• **Work to do**
List every line of the listing that contains the word "task".

(Contour labeling listing)
⟨

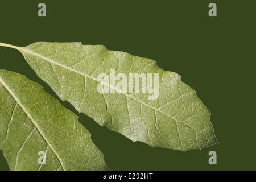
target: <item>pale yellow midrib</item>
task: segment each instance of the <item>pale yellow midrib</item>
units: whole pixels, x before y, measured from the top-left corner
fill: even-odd
[[[9,94],[11,96],[11,97],[13,98],[13,99],[16,101],[16,102],[18,103],[18,104],[20,106],[20,107],[22,109],[23,111],[25,113],[25,114],[28,116],[28,117],[30,118],[30,119],[31,121],[31,122],[33,123],[33,124],[35,125],[35,126],[36,127],[36,129],[39,132],[39,133],[41,134],[41,135],[44,138],[46,142],[47,143],[47,144],[50,147],[51,149],[53,151],[54,154],[56,155],[57,158],[58,158],[59,160],[60,161],[60,164],[61,165],[62,168],[63,168],[63,170],[65,171],[64,165],[62,163],[61,160],[60,159],[61,158],[60,156],[59,156],[57,152],[54,150],[53,147],[51,146],[50,143],[48,141],[47,138],[44,135],[43,132],[40,130],[40,127],[37,125],[35,121],[33,119],[33,118],[31,117],[31,115],[30,114],[30,113],[26,110],[25,107],[22,105],[22,104],[20,103],[19,99],[16,97],[16,96],[13,93],[11,90],[9,88],[8,85],[5,83],[5,82],[0,77],[0,84],[3,85],[3,86],[5,88],[5,89],[9,93]]]
[[[166,113],[163,113],[160,110],[159,110],[159,109],[156,109],[156,108],[155,108],[154,107],[152,107],[152,106],[150,106],[150,105],[148,105],[148,104],[147,104],[146,103],[144,103],[144,102],[142,102],[142,101],[141,101],[135,98],[134,97],[133,97],[130,96],[130,95],[127,94],[125,93],[122,92],[122,91],[118,90],[115,88],[114,88],[114,87],[112,86],[111,85],[108,85],[108,84],[106,84],[105,82],[102,82],[100,80],[98,80],[98,79],[94,78],[93,78],[93,77],[91,77],[91,76],[90,76],[89,75],[85,75],[85,74],[84,74],[83,73],[81,73],[81,72],[79,72],[79,71],[76,71],[75,69],[70,68],[69,68],[69,67],[68,67],[67,66],[65,66],[64,65],[62,65],[61,64],[56,63],[55,61],[53,61],[53,60],[51,60],[51,59],[48,59],[48,58],[47,58],[46,57],[42,56],[42,55],[40,55],[39,54],[38,54],[36,53],[34,53],[34,52],[32,52],[31,51],[30,51],[29,49],[25,49],[25,48],[24,48],[23,47],[18,47],[18,46],[15,46],[9,44],[5,44],[5,43],[0,43],[0,46],[4,46],[4,47],[7,47],[13,48],[14,48],[14,49],[17,49],[18,51],[28,53],[29,53],[30,55],[34,55],[34,56],[35,56],[36,57],[40,57],[40,58],[41,58],[41,59],[43,59],[43,60],[46,60],[46,61],[48,61],[48,62],[49,62],[50,63],[54,64],[57,65],[58,65],[58,66],[59,66],[60,67],[65,68],[65,69],[66,69],[67,70],[69,70],[71,71],[72,71],[73,72],[76,73],[77,73],[79,75],[82,75],[83,76],[85,76],[86,77],[89,78],[90,78],[92,80],[93,80],[94,81],[97,81],[97,82],[98,82],[100,83],[102,83],[102,84],[103,84],[109,86],[109,88],[112,88],[112,89],[114,89],[115,90],[117,90],[117,92],[119,92],[119,93],[122,93],[122,94],[123,94],[123,95],[125,95],[125,96],[126,96],[131,98],[132,100],[134,100],[138,102],[139,103],[141,103],[141,104],[143,104],[143,105],[144,105],[146,106],[148,106],[148,107],[150,107],[150,108],[151,108],[151,109],[154,109],[155,110],[156,110],[159,113],[160,113],[166,115],[166,117],[167,117],[168,118],[170,118],[171,119],[174,120],[176,122],[179,122],[179,123],[181,123],[184,124],[185,125],[187,126],[188,127],[189,127],[189,128],[191,128],[193,130],[195,131],[197,134],[198,133],[198,134],[201,134],[203,136],[207,137],[207,138],[208,138],[208,139],[209,138],[209,137],[208,137],[207,136],[205,135],[204,134],[203,134],[202,133],[199,133],[197,130],[196,130],[195,129],[192,128],[191,126],[190,126],[189,125],[188,125],[186,123],[185,123],[185,122],[184,122],[183,121],[179,121],[177,119],[174,118],[166,114]]]

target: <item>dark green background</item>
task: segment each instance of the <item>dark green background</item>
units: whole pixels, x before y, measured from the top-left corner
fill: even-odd
[[[46,18],[38,16],[39,2],[46,3]],[[210,2],[217,4],[217,18],[208,15]],[[255,170],[255,9],[256,1],[250,0],[5,0],[0,2],[0,42],[104,44],[156,60],[197,92],[213,114],[220,143],[185,152],[134,143],[60,102],[80,117],[110,169]],[[0,47],[0,68],[25,75],[57,98],[18,51]],[[217,165],[208,164],[211,150]],[[2,151],[0,169],[9,169]]]

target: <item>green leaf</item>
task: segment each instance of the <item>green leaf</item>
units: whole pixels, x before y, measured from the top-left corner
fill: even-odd
[[[133,141],[181,151],[217,143],[210,114],[196,92],[179,75],[158,67],[154,60],[81,43],[40,42],[23,48],[0,46],[20,51],[62,100]],[[121,73],[127,77],[129,73],[158,74],[159,97],[149,99],[152,94],[142,93],[142,84],[140,93],[127,93],[98,78],[101,73],[106,73],[109,78]],[[100,93],[100,83],[102,89],[106,86],[115,93]]]
[[[106,169],[77,116],[23,75],[0,69],[0,149],[11,170]]]

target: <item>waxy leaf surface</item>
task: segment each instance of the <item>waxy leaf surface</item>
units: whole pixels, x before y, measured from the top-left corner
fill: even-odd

⟩

• **Answer**
task: segment each instance of the <item>pale yellow midrib</item>
task: segment each instance of the <item>dark green background</item>
task: segment each instance of the <item>green leaf</item>
task: segment each instance of the <item>waxy leaf surface</item>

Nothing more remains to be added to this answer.